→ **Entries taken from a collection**

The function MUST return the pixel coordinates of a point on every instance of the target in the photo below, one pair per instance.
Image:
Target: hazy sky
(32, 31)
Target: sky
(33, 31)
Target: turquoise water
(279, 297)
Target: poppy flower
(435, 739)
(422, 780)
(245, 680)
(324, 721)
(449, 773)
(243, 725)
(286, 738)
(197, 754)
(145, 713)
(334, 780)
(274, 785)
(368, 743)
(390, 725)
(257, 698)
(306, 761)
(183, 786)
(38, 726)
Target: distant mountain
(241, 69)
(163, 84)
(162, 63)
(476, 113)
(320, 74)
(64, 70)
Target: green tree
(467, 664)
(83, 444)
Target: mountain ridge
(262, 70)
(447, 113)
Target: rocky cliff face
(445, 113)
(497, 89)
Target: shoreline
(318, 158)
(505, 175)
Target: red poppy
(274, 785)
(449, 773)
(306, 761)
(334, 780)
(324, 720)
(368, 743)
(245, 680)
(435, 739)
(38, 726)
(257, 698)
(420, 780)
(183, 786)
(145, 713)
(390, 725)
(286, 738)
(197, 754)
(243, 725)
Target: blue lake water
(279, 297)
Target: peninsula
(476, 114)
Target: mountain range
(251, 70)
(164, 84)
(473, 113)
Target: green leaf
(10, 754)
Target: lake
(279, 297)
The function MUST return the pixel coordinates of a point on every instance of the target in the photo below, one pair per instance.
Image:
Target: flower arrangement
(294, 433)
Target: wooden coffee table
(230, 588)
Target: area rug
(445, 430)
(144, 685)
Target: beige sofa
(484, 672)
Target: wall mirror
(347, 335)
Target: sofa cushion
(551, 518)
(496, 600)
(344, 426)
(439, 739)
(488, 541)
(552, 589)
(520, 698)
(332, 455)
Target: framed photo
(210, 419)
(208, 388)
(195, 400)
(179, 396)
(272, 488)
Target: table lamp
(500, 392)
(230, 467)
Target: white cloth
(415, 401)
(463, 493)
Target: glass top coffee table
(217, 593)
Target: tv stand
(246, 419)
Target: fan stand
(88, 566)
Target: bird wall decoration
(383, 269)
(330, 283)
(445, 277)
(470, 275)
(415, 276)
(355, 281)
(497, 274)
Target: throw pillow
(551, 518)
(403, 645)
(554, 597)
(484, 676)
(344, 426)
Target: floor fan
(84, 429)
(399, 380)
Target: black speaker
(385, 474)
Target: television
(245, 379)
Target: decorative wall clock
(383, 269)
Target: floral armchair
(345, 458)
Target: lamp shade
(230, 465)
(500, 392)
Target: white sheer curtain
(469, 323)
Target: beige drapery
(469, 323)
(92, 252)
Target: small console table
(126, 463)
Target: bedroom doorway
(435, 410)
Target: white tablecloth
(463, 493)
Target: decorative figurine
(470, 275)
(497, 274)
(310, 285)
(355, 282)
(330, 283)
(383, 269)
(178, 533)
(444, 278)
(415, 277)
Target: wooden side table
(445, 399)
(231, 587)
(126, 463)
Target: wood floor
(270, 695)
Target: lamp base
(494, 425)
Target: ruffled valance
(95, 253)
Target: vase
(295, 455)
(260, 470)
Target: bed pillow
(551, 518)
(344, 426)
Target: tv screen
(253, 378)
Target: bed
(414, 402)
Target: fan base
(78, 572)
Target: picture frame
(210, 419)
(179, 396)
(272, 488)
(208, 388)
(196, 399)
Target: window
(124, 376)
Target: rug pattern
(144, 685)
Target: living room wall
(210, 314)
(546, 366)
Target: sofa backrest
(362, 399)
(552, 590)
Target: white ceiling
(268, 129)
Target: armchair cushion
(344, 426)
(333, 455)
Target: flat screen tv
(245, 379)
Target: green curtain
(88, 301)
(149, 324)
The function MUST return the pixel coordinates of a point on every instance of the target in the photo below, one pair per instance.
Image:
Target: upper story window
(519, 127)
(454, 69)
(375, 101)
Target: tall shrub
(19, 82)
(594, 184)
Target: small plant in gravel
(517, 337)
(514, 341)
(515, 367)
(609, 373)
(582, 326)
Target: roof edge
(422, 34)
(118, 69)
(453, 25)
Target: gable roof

→ **TASK ITEM**
Could I ask you to return the records exactly and in full?

→ **ANSWER TO THIS EXERCISE**
The function MUST return the pixel coordinates of a point on every instance of the target in the photo below, one pair per instance.
Image:
Target: hazy sky
(32, 31)
Target: sky
(33, 31)
Target: turquoise water
(279, 297)
Target: poppy flower
(435, 739)
(422, 780)
(245, 680)
(324, 721)
(449, 773)
(243, 725)
(286, 738)
(197, 754)
(145, 713)
(334, 780)
(274, 785)
(368, 743)
(390, 725)
(257, 698)
(306, 761)
(183, 786)
(38, 726)
Target: distant mountain
(241, 69)
(163, 84)
(162, 63)
(476, 113)
(320, 74)
(64, 70)
Target: green tree
(467, 664)
(83, 444)
Target: mountain ridge
(262, 70)
(447, 113)
Target: rocky cliff face
(445, 113)
(497, 89)
Target: shoreline
(318, 158)
(505, 175)
Target: red poppy
(274, 785)
(449, 773)
(306, 761)
(334, 780)
(324, 720)
(368, 743)
(245, 680)
(435, 739)
(38, 726)
(257, 698)
(420, 780)
(183, 786)
(145, 713)
(390, 725)
(286, 738)
(197, 754)
(243, 725)
Target: blue lake water
(279, 297)
Target: peninsula
(476, 114)
Target: mountain range
(251, 70)
(164, 84)
(473, 113)
Target: green leaf
(10, 754)
Target: lake
(279, 297)
The function MUST return the pixel coordinates of a point on every instance of the target in the photo below, one pair per instance.
Image:
Target: flower arrangement
(294, 433)
Target: wooden coffee table
(230, 588)
Target: area rug
(445, 430)
(144, 685)
Target: beige sofa
(484, 672)
Target: wall mirror
(347, 335)
Target: sofa cushion
(551, 518)
(496, 600)
(344, 426)
(439, 739)
(488, 541)
(552, 589)
(520, 698)
(332, 455)
Target: framed photo
(210, 419)
(208, 388)
(195, 400)
(179, 396)
(272, 488)
Target: table lamp
(500, 392)
(230, 467)
Target: white cloth
(415, 401)
(463, 493)
Target: glass top coffee table
(217, 593)
Target: tv stand
(246, 419)
Target: fan stand
(88, 566)
Target: bird wall decoration
(383, 269)
(330, 283)
(445, 277)
(470, 275)
(415, 276)
(355, 281)
(497, 274)
Target: throw pillow
(551, 518)
(403, 645)
(554, 597)
(484, 676)
(344, 426)
Target: floor fan
(84, 429)
(399, 380)
Target: black speaker
(385, 474)
Target: television
(245, 379)
Target: decorative wall clock
(383, 269)
Target: floral armchair
(345, 458)
Target: lamp shade
(230, 465)
(500, 392)
Target: white sheer curtain
(469, 323)
Target: beige drapery
(469, 323)
(92, 252)
Target: small console table
(126, 463)
Target: bedroom doorway
(435, 410)
Target: white tablecloth
(463, 493)
Target: decorative figurine
(470, 275)
(497, 274)
(310, 285)
(355, 282)
(330, 283)
(383, 269)
(178, 533)
(444, 278)
(415, 277)
Target: wooden side table
(445, 399)
(231, 587)
(126, 463)
Target: wood floor
(270, 695)
Target: lamp base
(494, 425)
Target: ruffled valance
(95, 253)
Target: vase
(295, 455)
(260, 470)
Target: bed pillow
(551, 518)
(344, 426)
Target: tv screen
(253, 378)
Target: bed
(414, 402)
Target: fan base
(78, 572)
Target: picture frame
(210, 419)
(179, 396)
(272, 488)
(208, 388)
(196, 399)
Target: window
(124, 376)
Target: rug pattern
(144, 685)
Target: living room wall
(210, 314)
(546, 366)
Target: sofa backrest
(362, 399)
(552, 590)
Target: white ceiling
(268, 129)
Target: armchair cushion
(344, 426)
(333, 455)
Target: flat screen tv
(245, 379)
Target: green curtain
(88, 301)
(149, 324)
The function MUST return the pixel coordinates of a point on every instance of the target in the photo below, one pair per instance.
Image:
Target: upper story window
(519, 127)
(454, 69)
(375, 101)
Target: tall shrub
(19, 82)
(594, 184)
Target: small plant in gravel
(517, 337)
(514, 341)
(515, 367)
(609, 373)
(582, 326)
Target: roof edge
(422, 34)
(118, 69)
(453, 25)
Target: gable roof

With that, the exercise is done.